Task objective: Copy out every line in the entries below that contains the word "wall". Case matters: only a match with the same capitalization counts.

Data listing:
________________

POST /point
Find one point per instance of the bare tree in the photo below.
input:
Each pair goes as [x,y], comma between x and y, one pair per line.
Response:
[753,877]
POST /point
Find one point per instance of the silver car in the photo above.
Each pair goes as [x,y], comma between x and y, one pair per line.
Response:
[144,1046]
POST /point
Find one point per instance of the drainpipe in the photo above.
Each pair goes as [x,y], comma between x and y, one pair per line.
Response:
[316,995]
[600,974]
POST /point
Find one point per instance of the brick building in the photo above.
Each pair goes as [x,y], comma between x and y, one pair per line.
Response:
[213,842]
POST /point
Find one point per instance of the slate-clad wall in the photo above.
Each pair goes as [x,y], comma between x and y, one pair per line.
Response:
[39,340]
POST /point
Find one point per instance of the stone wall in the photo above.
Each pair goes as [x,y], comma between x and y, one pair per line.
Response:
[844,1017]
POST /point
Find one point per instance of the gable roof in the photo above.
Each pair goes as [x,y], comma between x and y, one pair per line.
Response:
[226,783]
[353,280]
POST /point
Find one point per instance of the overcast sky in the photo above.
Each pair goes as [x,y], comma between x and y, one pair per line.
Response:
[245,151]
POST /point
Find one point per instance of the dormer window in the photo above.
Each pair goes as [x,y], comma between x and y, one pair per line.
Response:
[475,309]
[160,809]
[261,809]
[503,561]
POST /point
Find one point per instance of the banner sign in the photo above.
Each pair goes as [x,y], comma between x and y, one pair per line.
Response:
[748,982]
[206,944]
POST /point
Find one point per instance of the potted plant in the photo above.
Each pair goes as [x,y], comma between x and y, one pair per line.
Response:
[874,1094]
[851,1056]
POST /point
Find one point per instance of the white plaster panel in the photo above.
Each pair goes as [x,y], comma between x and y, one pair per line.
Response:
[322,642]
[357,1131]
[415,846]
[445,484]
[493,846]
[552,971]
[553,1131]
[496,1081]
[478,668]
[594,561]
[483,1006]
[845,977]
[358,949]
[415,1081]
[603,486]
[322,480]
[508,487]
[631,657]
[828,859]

________________

Task result:
Find one point per instance of the slate-clad wall in the photo above.
Find one point per instance of the stone wall in the photo above.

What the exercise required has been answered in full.